DIRECTIVE – Rewrite the data below, changing every "photograph" to "image" and keeping everything else the same. Leave the pictures out of your answer.

== GIVEN DATA ==

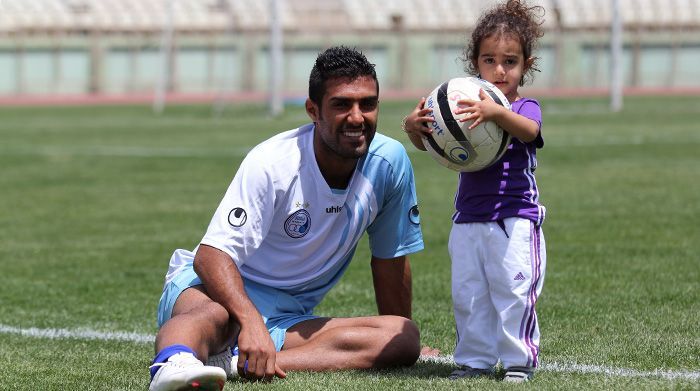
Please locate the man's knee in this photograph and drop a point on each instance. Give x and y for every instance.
(402, 347)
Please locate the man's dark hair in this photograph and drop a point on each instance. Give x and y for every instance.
(338, 62)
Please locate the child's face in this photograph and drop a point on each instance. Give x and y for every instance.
(501, 62)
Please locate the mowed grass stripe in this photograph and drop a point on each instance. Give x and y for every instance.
(121, 336)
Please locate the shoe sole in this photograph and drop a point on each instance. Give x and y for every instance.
(203, 385)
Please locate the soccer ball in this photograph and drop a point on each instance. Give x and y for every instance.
(452, 144)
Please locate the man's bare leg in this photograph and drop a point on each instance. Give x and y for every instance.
(350, 343)
(199, 323)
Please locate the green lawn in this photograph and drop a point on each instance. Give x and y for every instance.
(93, 201)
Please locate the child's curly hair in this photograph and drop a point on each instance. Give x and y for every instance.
(513, 18)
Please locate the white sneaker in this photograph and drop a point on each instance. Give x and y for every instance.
(518, 374)
(226, 360)
(183, 372)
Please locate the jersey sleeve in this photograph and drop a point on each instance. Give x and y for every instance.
(530, 108)
(244, 216)
(396, 229)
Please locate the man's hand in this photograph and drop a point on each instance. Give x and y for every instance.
(256, 353)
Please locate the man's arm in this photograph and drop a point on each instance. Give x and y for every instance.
(392, 285)
(224, 285)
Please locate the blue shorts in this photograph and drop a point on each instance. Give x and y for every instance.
(279, 309)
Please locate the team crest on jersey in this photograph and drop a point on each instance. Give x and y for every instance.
(297, 224)
(237, 217)
(414, 215)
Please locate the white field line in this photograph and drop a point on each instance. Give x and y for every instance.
(597, 370)
(86, 334)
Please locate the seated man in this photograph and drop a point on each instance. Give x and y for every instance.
(282, 237)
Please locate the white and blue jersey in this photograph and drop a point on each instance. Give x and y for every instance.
(285, 228)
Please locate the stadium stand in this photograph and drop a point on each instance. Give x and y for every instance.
(222, 15)
(113, 46)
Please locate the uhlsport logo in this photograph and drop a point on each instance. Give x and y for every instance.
(297, 224)
(414, 215)
(334, 209)
(237, 217)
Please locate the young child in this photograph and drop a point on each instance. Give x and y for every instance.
(496, 243)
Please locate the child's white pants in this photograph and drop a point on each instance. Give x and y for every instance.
(497, 276)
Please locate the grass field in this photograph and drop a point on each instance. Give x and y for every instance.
(94, 200)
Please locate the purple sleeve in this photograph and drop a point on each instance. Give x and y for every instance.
(530, 108)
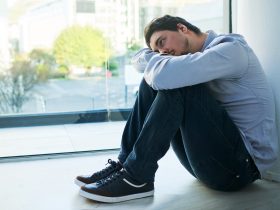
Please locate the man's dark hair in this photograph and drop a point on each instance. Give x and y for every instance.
(166, 22)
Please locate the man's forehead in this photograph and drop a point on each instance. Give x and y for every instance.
(155, 36)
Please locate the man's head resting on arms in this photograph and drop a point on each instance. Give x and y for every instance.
(174, 36)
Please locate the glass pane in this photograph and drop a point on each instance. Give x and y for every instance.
(74, 55)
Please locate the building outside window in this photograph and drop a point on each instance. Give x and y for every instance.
(73, 56)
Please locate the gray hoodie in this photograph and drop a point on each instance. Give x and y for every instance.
(234, 75)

===

WRITTEN ANSWER –
Please locate the man's knee in this image and drop a point on each instance. Give x and y for every instance.
(402, 347)
Please locate the man's dark hair in this image and drop a point on each instance. Give x and y for every instance.
(338, 62)
Please locate the child's face in this image and drop a point on each instance. Give x and y for every instance.
(501, 62)
Please locate the mowed grass stripe in this image and drop a point on each instance. Give x and y for every instance.
(121, 336)
Please locate the shoe sole in this image and drop a point on each instance. Give x and y for every instance.
(203, 385)
Please locate the soccer ball in this image and drop a point on each instance. Give x and y for every instance.
(452, 144)
Please locate the man's bare leg in this image and drop a point on each instance. Give x and y for every instance.
(350, 343)
(199, 323)
Please locate the green lawn in this image and drop a point on each instance. Give x and y for every instance.
(93, 201)
Please locate the child's curly hair in this image and drop a point on each instance. Give x and y for every instance.
(513, 18)
Please locate the white sneaker in this image and drop a point on each instance. Give x and y for every instance.
(518, 374)
(226, 360)
(183, 372)
Please locate the jersey sleeve in this image and drop a point on each instance. Give x and y for every instance.
(530, 108)
(244, 216)
(396, 229)
Please locate the man's hand in this image and drop a point on each instance. Give x and y for every instance.
(256, 353)
Please locate the man's arm in this image and drop a point on each instance. Give x and y for every instance.
(392, 285)
(224, 285)
Please locate the blue shorts in this image and drop a point on each instance. Give x and y for every instance.
(279, 309)
Please locate the team crest on jersey in this image and drop a point on each instance. Give x and y for every instance.
(297, 224)
(237, 217)
(414, 215)
Please locate the white field line in this image and drop a point on each instance. Give x and y for every instance.
(597, 370)
(86, 334)
Please locate the seated man in this image and drop a point on each instance. Give x and y for every instance.
(282, 237)
Please locate the white and blue jersey in this image and drop a point on each instance. Give x and y for every instance.
(285, 228)
Please locate the stadium stand in this image and drop a point on each instance. Give x and y for every instance.
(222, 15)
(113, 46)
Please locate the uhlsport logo in this image and drop a point on each instance. Give x and y for every instance.
(297, 224)
(414, 215)
(334, 209)
(237, 217)
Please locate the young child in this image and drop a point on each instance. Give x and y for every instance.
(496, 243)
Please locate the child's white pants in this image and drop a point on each instance. Give x and y for every instance.
(497, 276)
Please locate the grass field in this image and drop a point on each instance. Give x and y for every instance.
(94, 200)
Please locate the purple sleeve in this image and drop a point on each instance. Give x and y for every instance.
(530, 108)
Please locate the man's dark hair in this image and drop a point on each instance. Give x and y for every instance.
(166, 22)
Please locate the man's forehead in this image and drop a point on each instance. Give x and y for every instance.
(155, 36)
Please locate the man's head resting on arms in this image and drop a point on each instance. Give x and y for every instance.
(174, 36)
Please locate the glass pane in this image and drop a point on each instance. Give x and y for every instance.
(74, 55)
Please locate the building outside window in this image and drop a point on each instance. Give x and y for every instance.
(73, 56)
Please locate the gray hoodie in this image and drop a point on each instance. Give x and y for every instance.
(234, 75)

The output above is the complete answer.